___ SUPPLIED ENTRIES ___

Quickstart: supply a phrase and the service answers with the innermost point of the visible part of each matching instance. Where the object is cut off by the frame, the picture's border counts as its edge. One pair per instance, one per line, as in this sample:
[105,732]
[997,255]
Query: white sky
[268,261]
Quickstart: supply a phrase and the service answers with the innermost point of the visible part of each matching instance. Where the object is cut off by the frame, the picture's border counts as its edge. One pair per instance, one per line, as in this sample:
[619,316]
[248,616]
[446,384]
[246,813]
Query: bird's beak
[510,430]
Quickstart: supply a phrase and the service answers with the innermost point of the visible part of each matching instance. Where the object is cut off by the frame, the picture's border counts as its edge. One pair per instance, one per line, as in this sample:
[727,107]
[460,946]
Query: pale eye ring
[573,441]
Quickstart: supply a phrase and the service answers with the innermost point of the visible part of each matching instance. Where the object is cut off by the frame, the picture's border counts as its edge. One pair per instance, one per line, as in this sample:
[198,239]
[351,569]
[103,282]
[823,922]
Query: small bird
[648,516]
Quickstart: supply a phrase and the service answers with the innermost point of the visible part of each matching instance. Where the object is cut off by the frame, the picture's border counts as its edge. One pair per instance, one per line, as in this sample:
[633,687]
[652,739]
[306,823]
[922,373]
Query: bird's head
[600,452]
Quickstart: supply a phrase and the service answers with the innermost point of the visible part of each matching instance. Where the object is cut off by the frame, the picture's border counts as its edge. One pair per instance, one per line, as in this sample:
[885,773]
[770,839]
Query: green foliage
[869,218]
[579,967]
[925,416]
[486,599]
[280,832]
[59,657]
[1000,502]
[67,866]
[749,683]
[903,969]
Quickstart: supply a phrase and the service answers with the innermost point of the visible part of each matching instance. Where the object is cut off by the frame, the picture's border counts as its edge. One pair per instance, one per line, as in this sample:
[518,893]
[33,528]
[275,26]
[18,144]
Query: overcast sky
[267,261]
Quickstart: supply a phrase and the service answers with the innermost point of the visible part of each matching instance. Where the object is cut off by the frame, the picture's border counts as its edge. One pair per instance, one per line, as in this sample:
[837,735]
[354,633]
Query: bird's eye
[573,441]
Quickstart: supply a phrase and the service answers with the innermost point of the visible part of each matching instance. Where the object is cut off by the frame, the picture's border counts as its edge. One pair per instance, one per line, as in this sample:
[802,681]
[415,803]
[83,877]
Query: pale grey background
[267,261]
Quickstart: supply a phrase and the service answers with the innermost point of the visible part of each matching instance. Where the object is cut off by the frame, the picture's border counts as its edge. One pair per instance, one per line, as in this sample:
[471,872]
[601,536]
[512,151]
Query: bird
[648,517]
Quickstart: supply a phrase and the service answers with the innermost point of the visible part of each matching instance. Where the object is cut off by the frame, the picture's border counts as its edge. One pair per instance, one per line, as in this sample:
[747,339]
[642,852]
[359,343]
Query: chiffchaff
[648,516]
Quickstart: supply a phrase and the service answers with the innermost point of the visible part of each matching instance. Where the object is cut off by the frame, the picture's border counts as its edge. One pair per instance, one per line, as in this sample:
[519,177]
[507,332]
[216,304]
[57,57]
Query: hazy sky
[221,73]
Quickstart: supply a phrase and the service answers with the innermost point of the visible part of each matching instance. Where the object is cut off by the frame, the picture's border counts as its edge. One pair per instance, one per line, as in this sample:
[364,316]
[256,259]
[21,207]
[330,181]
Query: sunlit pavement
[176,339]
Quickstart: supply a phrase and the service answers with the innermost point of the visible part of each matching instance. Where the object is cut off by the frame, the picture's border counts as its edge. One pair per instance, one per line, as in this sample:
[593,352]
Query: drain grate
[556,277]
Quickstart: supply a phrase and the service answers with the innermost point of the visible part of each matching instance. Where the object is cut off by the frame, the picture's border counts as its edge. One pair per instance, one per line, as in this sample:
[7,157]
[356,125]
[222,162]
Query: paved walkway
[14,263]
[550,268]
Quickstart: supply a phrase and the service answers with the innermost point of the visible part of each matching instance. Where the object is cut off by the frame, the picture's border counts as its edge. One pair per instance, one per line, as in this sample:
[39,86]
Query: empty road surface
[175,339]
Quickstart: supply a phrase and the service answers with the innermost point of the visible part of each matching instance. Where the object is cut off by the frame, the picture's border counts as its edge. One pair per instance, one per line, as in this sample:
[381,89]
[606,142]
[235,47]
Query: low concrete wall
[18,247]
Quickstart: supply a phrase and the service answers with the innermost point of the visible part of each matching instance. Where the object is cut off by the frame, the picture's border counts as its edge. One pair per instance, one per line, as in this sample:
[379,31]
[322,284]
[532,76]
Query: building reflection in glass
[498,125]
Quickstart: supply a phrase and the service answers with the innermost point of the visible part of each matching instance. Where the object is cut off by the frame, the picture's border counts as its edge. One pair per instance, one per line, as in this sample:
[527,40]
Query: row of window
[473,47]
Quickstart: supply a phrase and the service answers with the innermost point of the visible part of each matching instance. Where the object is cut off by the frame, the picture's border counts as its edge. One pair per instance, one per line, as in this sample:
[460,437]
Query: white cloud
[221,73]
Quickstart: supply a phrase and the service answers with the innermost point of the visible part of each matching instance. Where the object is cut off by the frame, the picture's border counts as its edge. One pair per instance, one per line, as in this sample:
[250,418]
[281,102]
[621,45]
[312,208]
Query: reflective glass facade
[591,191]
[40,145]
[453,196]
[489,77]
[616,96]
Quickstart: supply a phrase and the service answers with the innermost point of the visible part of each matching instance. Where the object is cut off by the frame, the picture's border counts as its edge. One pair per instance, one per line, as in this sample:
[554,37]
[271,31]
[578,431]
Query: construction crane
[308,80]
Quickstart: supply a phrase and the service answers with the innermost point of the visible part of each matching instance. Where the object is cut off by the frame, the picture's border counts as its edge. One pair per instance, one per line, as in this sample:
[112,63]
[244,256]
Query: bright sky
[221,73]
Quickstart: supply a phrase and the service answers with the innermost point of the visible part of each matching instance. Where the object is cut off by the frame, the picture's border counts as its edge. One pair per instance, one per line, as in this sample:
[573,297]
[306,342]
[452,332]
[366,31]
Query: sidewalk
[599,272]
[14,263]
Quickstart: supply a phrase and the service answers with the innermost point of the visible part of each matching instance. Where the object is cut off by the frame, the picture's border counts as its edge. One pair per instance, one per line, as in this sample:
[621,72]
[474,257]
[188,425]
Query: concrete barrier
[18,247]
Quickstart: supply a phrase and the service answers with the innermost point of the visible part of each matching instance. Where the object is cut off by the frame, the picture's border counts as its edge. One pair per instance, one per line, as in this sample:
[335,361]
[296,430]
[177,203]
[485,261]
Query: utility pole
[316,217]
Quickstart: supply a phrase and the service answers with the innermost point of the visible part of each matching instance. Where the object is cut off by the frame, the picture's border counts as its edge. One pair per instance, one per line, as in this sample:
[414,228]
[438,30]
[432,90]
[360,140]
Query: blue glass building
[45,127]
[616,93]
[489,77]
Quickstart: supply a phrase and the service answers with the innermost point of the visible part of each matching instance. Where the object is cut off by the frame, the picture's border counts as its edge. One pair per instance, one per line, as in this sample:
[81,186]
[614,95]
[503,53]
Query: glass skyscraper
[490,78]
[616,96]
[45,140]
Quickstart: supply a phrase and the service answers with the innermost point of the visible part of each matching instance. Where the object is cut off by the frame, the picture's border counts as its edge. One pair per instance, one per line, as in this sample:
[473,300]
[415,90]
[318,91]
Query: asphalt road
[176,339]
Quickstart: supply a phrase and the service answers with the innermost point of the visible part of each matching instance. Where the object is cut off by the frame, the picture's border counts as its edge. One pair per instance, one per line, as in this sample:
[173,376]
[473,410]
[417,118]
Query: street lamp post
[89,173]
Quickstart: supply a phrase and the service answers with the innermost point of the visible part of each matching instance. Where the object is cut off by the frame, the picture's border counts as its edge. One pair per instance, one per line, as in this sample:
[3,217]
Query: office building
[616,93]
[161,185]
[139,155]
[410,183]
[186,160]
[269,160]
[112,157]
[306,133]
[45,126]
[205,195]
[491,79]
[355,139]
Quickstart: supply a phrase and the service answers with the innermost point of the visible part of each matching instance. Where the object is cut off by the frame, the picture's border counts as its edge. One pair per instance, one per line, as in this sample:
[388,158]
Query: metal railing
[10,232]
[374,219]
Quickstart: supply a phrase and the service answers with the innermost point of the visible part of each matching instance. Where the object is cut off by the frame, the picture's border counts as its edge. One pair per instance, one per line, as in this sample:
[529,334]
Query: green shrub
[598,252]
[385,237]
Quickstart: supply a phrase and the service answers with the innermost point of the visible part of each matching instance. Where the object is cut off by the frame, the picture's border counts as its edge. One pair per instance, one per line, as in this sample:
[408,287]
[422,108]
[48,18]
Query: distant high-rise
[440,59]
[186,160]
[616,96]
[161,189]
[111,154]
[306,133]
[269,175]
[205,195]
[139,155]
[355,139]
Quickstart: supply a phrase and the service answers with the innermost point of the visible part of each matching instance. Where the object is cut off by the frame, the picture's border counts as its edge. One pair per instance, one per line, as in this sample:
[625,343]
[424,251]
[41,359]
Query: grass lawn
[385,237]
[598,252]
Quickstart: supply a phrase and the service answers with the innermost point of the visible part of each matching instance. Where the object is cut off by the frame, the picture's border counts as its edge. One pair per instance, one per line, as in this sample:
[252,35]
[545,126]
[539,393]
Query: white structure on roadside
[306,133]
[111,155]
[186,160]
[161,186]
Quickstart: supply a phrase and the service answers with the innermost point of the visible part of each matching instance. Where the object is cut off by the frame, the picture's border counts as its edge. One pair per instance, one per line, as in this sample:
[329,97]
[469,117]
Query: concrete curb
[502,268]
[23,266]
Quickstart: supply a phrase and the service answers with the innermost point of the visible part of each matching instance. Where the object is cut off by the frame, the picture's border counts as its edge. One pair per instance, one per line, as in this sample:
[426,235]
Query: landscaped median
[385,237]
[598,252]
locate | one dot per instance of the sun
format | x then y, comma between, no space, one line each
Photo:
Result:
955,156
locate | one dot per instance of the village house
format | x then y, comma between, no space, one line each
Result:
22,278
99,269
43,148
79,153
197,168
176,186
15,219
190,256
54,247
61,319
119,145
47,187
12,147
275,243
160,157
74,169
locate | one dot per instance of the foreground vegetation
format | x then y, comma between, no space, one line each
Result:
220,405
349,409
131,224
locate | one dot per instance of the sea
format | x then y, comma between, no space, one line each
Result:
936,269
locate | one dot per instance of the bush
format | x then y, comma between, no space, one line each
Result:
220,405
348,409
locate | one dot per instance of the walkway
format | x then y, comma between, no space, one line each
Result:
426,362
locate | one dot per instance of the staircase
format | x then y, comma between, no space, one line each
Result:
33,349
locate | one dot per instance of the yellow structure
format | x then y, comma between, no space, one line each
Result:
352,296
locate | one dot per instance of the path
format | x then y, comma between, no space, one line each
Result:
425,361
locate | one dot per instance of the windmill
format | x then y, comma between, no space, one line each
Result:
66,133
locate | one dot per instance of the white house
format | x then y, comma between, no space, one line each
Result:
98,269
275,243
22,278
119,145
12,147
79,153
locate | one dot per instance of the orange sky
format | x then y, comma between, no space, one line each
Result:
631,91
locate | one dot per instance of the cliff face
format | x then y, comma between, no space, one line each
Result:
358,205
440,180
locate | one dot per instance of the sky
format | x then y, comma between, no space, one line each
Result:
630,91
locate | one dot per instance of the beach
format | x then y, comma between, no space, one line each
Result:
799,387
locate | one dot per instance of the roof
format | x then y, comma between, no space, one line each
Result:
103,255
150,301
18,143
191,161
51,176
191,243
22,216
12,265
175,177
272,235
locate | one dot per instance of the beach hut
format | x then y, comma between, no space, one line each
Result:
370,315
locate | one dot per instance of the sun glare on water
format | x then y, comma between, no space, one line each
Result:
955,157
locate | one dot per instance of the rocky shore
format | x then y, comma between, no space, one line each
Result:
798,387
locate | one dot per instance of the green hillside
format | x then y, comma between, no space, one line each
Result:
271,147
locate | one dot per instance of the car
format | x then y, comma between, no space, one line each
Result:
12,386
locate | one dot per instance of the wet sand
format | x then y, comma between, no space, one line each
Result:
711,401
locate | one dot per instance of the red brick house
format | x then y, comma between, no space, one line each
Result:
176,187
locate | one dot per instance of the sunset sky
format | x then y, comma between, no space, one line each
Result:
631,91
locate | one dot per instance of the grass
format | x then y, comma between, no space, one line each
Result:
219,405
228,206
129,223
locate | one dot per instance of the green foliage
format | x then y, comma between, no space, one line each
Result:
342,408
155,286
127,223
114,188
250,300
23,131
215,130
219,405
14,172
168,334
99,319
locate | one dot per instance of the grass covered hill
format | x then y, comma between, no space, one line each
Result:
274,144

___

WHAT YOU NEED TO DO: On how many lines above does the word "beach" appear? Only the number should be given.

REPLY TO THE EXERCISE: 2